[Exercise instructions]
1 – Write out the part of the post about Rand's novels that begins with the words containing "I confess, Madame!" and ends with "confirmed my confusion.", copying it word for word.
2 – Resume the post about Rand's novels from its last sentence and keep writing it.

[Study text]
::::::

If emails could maim, I wouldn’t be able to type. I received a very strange message from Nina, who thinks I’ve been calling her and demands that I stop. I replied, asking if she needs help. I don’t know what to do. The voice mail at her office sounds fine. Is she playing games with me?
On top of that, my friendly reader has seized on my reference to the sexuality in Rand’s novels to ask if I believe women need always surrender to the men who won’t admit defeat. She’s referring to the bottom billing embraced by Rand’s leading ladies when they encounter the Heroes Who Resist Mediocrity & Collectivization.
I confess, Madame! The first time I ever thought much about S&M, I was a 13-year-old holding a big fat book, Rand’s Atlas Shrugged. Dagny Taggart was leaving Hank Reardon’s rail car the morning after with a bloody lip, some bruises, and a smile I couldn’t comprehend. Miss Railroad Princess sure didn’t seem to mind that Mr. Steel Baron was a clumsy kisser. Weeks later, reading Howard Roark’s epic rape of Dominique Francon in The Fountainhead confirmed my confusion.

::::::

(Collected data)
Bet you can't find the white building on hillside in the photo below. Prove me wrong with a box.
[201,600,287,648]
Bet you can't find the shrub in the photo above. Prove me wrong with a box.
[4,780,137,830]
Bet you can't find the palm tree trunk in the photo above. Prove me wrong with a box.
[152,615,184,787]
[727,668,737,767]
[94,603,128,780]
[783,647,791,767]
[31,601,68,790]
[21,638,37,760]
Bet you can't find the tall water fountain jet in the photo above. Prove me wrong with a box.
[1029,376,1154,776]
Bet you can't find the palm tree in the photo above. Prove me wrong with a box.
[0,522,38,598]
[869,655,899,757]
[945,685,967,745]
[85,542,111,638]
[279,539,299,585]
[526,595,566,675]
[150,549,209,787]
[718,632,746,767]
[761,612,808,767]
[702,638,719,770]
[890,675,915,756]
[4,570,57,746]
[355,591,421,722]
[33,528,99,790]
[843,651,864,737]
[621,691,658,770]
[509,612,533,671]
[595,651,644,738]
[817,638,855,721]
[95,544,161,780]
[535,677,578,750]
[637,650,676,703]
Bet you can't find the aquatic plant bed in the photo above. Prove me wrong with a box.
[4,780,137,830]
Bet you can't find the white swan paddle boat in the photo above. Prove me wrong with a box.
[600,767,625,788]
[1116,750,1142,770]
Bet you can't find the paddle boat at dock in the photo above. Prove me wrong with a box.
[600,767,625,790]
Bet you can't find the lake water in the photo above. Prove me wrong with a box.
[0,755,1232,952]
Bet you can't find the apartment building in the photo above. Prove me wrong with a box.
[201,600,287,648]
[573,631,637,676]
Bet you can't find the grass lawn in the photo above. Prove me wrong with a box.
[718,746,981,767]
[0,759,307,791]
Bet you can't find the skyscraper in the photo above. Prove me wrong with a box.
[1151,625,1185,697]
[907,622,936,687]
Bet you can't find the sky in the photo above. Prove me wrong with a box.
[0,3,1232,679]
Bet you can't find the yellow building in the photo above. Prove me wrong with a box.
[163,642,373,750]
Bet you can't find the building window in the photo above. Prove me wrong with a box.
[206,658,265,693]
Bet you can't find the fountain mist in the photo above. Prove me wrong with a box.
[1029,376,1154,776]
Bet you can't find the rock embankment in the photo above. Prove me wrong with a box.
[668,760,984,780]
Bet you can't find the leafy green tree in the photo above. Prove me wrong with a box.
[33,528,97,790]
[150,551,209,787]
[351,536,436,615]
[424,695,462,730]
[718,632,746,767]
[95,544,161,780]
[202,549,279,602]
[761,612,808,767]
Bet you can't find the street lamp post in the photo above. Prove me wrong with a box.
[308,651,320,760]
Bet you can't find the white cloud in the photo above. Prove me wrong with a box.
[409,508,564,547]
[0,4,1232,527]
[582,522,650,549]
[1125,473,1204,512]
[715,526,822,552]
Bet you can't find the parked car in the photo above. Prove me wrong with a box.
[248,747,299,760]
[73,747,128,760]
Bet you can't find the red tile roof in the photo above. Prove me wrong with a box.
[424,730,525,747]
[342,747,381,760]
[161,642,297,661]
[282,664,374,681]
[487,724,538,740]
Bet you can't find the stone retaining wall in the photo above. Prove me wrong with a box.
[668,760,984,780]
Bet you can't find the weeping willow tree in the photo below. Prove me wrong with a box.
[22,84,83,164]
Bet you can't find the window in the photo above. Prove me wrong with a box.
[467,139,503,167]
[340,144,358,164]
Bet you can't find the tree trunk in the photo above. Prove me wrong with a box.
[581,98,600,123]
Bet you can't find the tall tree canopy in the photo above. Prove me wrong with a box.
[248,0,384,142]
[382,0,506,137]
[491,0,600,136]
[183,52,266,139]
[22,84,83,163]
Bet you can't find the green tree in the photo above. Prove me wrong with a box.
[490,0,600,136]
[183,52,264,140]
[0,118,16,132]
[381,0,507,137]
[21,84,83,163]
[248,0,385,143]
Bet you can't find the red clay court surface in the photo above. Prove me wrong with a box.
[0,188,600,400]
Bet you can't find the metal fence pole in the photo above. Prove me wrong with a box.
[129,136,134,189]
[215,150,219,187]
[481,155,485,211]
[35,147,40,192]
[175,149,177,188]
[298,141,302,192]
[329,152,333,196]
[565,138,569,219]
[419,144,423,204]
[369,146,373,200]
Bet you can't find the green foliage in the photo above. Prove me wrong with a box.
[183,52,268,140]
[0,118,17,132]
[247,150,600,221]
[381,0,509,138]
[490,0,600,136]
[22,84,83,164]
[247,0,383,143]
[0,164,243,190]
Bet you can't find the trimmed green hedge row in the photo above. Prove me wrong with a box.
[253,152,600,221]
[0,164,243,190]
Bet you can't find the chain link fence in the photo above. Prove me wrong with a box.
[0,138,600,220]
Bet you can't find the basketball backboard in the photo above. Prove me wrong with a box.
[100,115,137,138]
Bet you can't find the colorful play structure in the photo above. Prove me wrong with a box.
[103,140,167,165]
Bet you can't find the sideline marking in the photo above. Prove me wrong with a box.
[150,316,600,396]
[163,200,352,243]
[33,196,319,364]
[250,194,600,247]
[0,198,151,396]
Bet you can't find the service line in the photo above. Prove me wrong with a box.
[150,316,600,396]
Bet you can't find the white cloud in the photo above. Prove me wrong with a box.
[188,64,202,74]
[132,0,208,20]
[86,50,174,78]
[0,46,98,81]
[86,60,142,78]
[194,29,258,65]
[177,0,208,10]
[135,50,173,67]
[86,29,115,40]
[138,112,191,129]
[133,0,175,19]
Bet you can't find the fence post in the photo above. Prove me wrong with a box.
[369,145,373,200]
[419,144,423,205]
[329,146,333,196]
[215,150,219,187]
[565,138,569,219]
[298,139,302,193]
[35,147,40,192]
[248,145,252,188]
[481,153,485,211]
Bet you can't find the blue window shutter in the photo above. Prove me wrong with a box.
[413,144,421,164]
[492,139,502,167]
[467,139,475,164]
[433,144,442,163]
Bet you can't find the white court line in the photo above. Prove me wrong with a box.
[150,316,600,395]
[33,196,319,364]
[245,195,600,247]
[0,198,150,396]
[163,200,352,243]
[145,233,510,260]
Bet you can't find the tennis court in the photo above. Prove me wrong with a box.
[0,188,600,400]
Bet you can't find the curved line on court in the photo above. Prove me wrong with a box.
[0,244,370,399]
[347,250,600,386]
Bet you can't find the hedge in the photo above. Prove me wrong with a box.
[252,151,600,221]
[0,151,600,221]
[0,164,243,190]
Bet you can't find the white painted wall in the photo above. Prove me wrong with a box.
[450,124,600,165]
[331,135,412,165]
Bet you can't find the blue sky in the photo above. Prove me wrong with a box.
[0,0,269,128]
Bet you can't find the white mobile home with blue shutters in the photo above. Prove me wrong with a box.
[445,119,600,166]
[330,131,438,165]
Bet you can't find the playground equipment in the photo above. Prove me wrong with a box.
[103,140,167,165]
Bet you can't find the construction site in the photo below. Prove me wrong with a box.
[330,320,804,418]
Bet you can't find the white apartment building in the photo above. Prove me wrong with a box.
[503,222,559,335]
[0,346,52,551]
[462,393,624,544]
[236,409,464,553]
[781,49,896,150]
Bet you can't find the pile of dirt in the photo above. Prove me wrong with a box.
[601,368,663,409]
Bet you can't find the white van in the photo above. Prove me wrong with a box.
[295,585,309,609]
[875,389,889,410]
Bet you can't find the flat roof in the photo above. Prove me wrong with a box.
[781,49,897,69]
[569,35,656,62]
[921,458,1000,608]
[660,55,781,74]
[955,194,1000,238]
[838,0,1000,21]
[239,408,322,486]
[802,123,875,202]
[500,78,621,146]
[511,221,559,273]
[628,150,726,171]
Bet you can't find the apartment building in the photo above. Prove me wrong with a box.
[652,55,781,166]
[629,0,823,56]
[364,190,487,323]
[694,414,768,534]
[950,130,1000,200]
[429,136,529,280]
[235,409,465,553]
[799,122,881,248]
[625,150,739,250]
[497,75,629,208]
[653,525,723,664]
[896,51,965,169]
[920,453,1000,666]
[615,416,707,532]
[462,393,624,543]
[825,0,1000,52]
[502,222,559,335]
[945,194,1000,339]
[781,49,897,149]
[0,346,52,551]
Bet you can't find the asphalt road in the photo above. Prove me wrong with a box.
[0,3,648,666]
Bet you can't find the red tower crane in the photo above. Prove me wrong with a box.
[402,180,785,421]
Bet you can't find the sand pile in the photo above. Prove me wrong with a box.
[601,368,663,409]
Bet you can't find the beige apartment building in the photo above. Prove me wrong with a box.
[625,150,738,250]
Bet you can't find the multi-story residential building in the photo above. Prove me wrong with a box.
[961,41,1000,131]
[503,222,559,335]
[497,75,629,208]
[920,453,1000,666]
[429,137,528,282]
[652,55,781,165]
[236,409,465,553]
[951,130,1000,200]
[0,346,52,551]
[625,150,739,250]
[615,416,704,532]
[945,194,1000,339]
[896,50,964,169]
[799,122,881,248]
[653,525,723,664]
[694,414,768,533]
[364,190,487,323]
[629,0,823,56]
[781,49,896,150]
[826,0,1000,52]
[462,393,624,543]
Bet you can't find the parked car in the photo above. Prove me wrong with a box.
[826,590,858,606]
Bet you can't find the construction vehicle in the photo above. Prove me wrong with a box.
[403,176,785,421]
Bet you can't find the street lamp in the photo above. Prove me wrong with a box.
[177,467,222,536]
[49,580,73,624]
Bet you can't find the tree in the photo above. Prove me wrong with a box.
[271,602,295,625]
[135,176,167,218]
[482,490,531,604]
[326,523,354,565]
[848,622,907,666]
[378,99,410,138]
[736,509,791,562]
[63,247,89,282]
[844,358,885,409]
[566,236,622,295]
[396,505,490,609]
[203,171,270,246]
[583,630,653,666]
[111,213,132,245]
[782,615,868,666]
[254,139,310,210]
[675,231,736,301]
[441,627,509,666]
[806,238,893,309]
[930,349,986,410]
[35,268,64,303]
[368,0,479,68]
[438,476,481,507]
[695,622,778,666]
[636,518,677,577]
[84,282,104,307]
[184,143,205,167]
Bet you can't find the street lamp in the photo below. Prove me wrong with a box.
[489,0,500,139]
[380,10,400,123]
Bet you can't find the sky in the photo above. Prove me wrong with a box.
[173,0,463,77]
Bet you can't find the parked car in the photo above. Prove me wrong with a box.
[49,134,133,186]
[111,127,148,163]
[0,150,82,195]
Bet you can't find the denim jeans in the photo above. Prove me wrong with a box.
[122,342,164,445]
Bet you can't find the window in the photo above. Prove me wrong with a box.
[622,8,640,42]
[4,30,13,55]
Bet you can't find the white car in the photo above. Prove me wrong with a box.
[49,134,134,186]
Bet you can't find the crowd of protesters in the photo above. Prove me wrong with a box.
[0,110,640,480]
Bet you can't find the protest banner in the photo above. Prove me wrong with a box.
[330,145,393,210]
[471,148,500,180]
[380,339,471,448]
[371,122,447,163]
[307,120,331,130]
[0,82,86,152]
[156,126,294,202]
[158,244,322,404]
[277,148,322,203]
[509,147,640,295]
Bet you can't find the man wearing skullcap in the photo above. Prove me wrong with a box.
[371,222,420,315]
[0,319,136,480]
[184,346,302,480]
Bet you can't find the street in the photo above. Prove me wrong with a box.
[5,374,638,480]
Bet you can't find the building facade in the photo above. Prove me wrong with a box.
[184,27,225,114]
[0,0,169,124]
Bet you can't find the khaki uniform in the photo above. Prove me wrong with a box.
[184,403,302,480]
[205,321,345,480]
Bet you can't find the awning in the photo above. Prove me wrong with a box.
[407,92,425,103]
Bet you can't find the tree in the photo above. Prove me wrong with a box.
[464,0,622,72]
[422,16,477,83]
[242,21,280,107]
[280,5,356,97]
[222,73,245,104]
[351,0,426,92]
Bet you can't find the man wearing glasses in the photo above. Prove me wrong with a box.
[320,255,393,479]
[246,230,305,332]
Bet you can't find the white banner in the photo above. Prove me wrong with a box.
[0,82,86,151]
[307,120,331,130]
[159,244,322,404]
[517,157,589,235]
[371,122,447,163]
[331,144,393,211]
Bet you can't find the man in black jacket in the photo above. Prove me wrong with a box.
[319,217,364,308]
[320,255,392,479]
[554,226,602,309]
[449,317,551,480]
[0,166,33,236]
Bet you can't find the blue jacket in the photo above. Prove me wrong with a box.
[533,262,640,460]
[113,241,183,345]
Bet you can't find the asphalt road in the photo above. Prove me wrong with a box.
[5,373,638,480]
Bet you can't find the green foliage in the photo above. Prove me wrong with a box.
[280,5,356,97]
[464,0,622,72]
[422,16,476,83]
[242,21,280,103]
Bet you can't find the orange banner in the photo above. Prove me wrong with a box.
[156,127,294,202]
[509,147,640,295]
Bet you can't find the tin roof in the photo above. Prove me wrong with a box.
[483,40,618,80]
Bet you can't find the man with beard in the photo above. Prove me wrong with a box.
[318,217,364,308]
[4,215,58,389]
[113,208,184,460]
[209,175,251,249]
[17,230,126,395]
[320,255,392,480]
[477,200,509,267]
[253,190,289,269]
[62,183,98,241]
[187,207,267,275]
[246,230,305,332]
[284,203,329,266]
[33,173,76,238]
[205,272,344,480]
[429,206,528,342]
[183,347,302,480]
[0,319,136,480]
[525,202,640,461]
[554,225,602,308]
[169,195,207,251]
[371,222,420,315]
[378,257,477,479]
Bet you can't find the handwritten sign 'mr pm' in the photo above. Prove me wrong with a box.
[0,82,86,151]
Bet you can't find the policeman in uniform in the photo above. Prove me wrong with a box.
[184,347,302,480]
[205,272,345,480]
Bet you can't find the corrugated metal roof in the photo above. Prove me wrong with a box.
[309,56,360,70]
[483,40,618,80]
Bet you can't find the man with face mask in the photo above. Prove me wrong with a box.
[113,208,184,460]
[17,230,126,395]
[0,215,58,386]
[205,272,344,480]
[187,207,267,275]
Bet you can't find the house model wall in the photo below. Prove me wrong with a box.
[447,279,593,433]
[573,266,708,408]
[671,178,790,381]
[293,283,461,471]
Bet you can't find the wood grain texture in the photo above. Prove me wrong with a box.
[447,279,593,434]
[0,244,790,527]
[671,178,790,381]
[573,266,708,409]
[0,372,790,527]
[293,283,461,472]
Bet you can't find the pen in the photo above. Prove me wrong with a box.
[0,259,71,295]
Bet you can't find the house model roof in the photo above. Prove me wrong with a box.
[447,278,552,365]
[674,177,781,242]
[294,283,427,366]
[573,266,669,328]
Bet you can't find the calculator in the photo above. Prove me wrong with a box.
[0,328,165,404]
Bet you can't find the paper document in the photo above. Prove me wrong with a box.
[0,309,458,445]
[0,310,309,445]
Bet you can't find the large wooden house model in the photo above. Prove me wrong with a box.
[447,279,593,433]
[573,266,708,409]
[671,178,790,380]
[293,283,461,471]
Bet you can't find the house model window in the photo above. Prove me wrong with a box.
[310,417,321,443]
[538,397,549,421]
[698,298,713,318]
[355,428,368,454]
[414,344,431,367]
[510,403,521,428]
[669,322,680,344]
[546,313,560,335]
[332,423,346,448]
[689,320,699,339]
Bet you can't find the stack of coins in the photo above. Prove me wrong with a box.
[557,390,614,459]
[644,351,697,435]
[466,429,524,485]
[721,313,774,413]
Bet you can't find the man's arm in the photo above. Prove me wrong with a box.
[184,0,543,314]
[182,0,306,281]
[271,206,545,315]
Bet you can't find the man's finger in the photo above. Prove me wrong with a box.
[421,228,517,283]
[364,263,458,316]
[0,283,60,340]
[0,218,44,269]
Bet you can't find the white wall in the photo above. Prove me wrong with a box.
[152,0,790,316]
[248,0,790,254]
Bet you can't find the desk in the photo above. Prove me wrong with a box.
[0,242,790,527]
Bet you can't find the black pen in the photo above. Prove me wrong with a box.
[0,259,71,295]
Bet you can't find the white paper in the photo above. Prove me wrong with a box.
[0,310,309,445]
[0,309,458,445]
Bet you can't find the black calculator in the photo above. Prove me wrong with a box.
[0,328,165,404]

::::::

[Results]
1 –
I confess, Madame! The first time I ever thought much about S&M, I was a 13-year-old holding a big fat book, Rand’s Atlas Shrugged. Dagny Taggart was leaving Hank Reardon’s rail car the morning after with a bloody lip, some bruises, and a smile I couldn’t comprehend. Miss Railroad Princess sure didn’t seem to mind that Mr. Steel Baron was a clumsy kisser. Weeks later, reading Howard Roark’s epic rape of Dominique Francon in The Fountainhead confirmed my confusion.

2 –
Yet I survived. The books helped make me a libertarian while leaving me a gentleman, confirming the virtues of unadulterated free speech.
Our crusty commentator also ripped my um, subtle joke about the LES DIY as a ‘voluntarist’ association. They’re altruists, as she goes on to emphasize: “We help people because we believe it’s in our interest to do so. WE ARE *&@%$^ [my special code] HUMAN BEINGS.”
Then came another swing at your wretched blogger. “If you want your girlfriend back, maybe you shouldn’t publish reports about your public makeout sessions.”
Finally she tried to turn Gene Clark against me. She attached Death in Vegas‘ cover version of one of his greats, So You Say You Lost Your Baby. It features a booming vocal from Paul Weller of the old Jam as he taunts a guy who’s moaning about a lost love when in fact, he’s the real baby. Uh, I get it.
Clark’s versions of the song are far richer (here's one). (For Death In Vegas, Madame, I prefer Dirge, or Aisha, the serial killer song Iggy Pop recorded with them for their cd, The Contino Sessions—on sale here, of course.)
Oh heck, I get her point. I’ve been whining. I hate that, too.
She followed that with the first Web icon I’ve seen her use—a blue frowny face. Which effectively spells B-A-B-Y.